*** Material supplied ***
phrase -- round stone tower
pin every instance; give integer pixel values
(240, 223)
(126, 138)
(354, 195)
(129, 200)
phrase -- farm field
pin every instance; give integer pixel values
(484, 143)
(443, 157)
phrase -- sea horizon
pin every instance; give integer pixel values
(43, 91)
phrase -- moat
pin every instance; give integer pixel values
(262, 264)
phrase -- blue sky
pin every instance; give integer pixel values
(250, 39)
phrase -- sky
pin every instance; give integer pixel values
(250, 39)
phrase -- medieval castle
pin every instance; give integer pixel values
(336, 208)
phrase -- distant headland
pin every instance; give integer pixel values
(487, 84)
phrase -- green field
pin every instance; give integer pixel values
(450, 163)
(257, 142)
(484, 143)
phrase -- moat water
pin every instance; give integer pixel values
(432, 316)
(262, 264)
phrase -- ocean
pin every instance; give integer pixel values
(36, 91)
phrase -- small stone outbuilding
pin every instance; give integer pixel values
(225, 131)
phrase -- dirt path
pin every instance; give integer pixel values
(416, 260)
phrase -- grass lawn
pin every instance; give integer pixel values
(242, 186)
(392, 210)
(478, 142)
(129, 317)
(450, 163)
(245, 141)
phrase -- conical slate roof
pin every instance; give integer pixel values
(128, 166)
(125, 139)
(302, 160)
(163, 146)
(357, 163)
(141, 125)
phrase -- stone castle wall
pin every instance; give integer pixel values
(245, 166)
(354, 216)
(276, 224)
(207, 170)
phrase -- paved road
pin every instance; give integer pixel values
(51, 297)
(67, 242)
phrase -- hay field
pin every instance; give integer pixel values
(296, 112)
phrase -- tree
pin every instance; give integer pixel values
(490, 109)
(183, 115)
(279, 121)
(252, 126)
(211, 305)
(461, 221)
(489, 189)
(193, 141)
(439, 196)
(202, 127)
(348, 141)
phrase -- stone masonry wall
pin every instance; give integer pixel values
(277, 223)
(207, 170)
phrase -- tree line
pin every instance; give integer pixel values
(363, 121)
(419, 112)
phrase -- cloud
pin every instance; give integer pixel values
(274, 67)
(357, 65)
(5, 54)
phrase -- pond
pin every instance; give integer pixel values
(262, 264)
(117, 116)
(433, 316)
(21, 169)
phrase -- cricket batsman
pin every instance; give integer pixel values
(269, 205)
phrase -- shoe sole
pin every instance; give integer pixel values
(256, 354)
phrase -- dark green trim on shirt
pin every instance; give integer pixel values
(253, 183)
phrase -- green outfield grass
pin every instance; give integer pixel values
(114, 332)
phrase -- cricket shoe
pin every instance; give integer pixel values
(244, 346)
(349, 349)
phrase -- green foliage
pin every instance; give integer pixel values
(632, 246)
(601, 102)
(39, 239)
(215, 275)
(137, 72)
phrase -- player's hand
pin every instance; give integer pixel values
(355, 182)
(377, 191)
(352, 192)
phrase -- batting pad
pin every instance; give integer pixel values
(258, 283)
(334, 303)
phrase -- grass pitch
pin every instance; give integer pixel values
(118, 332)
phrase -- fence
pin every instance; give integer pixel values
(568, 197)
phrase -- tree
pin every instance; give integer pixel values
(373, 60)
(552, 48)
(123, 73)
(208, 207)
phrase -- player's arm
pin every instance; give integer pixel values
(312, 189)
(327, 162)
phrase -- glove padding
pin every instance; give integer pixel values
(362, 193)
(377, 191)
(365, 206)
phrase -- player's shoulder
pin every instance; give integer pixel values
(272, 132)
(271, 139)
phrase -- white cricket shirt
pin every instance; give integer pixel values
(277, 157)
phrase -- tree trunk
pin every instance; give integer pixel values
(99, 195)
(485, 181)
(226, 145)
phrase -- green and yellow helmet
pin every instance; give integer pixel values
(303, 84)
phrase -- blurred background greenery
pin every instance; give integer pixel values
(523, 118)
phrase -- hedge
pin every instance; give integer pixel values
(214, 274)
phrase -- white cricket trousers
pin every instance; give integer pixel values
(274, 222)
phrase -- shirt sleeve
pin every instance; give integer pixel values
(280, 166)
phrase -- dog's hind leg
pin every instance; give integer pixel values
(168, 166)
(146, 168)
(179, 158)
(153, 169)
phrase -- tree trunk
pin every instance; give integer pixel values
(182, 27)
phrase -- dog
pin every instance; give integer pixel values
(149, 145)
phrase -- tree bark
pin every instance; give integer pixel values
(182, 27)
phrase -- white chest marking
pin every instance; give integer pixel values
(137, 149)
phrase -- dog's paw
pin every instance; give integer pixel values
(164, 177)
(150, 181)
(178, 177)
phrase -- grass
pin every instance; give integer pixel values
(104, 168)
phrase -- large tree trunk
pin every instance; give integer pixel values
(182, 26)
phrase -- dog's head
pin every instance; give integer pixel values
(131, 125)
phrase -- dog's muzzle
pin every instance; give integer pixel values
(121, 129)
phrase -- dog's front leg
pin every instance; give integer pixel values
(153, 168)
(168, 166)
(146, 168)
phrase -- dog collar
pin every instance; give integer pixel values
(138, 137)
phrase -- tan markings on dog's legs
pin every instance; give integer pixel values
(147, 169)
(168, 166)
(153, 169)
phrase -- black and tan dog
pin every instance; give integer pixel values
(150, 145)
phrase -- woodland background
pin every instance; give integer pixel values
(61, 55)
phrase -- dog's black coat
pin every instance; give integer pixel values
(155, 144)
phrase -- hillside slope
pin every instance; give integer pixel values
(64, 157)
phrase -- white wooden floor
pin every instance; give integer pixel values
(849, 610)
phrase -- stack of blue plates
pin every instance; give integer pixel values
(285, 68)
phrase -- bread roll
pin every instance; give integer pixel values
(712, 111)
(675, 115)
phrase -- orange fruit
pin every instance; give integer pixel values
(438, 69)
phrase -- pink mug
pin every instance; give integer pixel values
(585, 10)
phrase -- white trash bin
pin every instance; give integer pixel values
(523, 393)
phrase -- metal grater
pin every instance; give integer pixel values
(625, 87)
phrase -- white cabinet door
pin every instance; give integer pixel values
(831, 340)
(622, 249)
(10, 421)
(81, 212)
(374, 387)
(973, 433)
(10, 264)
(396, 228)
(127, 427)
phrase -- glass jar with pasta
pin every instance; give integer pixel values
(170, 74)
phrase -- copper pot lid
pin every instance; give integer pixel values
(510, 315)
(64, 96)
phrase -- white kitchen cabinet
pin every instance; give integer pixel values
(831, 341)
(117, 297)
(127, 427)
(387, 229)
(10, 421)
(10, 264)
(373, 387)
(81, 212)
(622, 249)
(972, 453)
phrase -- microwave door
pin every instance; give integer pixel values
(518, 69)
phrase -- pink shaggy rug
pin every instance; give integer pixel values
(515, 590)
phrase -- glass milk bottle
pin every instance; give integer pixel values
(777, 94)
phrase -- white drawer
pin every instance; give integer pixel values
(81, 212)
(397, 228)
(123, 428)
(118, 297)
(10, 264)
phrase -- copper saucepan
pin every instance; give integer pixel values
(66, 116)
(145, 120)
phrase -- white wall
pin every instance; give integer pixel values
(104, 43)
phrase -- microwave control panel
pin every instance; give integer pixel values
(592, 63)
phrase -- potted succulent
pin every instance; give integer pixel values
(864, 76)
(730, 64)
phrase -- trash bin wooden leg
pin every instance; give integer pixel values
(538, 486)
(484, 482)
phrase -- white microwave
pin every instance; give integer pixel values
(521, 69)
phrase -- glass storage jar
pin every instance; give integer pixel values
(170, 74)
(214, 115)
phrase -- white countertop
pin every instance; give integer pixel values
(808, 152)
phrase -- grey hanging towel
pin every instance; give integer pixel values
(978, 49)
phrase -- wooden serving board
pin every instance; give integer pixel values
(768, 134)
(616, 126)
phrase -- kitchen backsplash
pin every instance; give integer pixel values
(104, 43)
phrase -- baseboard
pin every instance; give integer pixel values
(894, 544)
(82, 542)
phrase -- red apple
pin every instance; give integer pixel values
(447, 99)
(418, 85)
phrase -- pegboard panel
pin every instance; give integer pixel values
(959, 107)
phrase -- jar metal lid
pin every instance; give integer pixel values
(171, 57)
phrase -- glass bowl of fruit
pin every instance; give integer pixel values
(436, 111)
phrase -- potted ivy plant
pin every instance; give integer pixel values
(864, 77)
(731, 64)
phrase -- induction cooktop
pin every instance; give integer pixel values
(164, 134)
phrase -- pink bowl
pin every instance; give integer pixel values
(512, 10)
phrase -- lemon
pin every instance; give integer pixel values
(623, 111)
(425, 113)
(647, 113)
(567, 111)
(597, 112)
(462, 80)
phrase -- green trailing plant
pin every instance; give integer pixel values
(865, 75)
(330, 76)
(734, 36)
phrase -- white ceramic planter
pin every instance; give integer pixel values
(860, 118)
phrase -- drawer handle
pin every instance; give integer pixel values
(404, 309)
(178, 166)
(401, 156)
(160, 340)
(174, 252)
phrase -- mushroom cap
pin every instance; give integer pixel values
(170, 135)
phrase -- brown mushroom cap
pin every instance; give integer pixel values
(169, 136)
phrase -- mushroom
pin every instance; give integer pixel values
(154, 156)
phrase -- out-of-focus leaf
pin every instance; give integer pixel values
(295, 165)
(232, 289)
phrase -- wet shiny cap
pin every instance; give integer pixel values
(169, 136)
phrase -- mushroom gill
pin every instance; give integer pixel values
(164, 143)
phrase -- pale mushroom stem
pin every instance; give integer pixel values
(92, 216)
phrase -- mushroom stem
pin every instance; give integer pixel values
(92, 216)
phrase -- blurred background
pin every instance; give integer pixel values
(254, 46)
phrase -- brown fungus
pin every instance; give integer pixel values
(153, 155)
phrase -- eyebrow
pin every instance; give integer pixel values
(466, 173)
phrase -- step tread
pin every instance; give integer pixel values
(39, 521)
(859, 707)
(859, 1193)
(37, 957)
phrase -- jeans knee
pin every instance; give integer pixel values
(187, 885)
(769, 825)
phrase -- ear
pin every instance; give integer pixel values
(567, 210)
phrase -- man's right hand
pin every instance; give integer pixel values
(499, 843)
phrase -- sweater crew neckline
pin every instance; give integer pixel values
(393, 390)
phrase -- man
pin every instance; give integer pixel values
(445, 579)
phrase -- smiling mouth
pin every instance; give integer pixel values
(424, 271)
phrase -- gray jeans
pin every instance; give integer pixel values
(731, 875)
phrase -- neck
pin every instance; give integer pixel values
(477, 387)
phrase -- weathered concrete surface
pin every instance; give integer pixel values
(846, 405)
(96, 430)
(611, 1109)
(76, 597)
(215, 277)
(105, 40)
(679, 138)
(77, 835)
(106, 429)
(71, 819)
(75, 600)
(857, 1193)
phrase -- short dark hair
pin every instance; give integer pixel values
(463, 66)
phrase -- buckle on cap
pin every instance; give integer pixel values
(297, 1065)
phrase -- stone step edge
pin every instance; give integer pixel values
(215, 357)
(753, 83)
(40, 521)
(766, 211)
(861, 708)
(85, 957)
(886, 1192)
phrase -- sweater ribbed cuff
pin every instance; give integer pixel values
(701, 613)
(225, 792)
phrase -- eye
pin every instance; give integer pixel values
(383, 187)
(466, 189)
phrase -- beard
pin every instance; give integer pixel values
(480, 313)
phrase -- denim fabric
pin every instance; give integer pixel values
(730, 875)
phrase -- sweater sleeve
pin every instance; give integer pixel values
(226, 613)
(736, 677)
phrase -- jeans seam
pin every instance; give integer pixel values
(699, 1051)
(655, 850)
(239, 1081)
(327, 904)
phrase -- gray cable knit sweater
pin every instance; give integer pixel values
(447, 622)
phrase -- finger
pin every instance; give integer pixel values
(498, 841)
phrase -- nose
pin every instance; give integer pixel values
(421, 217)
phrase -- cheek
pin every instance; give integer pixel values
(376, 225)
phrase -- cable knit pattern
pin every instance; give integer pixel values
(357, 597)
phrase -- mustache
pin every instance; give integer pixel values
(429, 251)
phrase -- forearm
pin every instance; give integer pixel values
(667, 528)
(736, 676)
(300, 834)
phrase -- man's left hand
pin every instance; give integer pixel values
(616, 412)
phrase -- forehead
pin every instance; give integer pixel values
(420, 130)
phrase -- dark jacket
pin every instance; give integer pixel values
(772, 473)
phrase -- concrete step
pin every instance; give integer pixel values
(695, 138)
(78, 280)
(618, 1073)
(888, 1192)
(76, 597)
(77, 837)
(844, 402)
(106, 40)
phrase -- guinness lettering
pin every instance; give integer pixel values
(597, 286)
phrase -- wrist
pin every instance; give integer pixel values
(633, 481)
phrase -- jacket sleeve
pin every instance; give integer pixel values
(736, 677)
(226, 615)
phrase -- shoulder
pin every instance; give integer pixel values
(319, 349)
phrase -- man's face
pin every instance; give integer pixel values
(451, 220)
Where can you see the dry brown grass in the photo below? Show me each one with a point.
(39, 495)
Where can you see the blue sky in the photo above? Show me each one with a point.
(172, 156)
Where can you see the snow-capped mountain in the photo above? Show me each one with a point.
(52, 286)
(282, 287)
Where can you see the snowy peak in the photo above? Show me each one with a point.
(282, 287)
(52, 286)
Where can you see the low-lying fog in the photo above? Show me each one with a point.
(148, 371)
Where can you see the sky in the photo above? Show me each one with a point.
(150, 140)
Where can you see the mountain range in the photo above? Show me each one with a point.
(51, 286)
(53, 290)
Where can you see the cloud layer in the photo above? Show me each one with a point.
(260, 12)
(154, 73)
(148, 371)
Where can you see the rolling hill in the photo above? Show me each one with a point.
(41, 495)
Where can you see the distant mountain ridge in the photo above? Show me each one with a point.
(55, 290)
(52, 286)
***
What the task asks -
Exactly reproduce the lines from the one containing "Where can you see the snow-capped" through the end of the records, and only those lines.

Written response -
Where can you see the snow-capped mountain in the photo above? Show me each one with a point.
(52, 286)
(282, 287)
Where can you see the snowy peak in the photo above? Show me each one with a point.
(282, 287)
(52, 286)
Where can you see the low-lying fog in the photo above? Show me each one with a point.
(148, 371)
Where can you see the sky in the photo above? Show me each one with a point.
(150, 140)
Where can you see the mountain range in the photo above? Show me each one with a point.
(51, 286)
(53, 290)
Where can you see the cloud layer in the photo above? Show me each one with a point.
(260, 12)
(154, 73)
(148, 371)
Where can you see the rolling hill in the photo above? Show me each one with a point.
(41, 495)
Where can you see the distant mountain ridge in the photo above? Show me each one with a point.
(55, 290)
(52, 286)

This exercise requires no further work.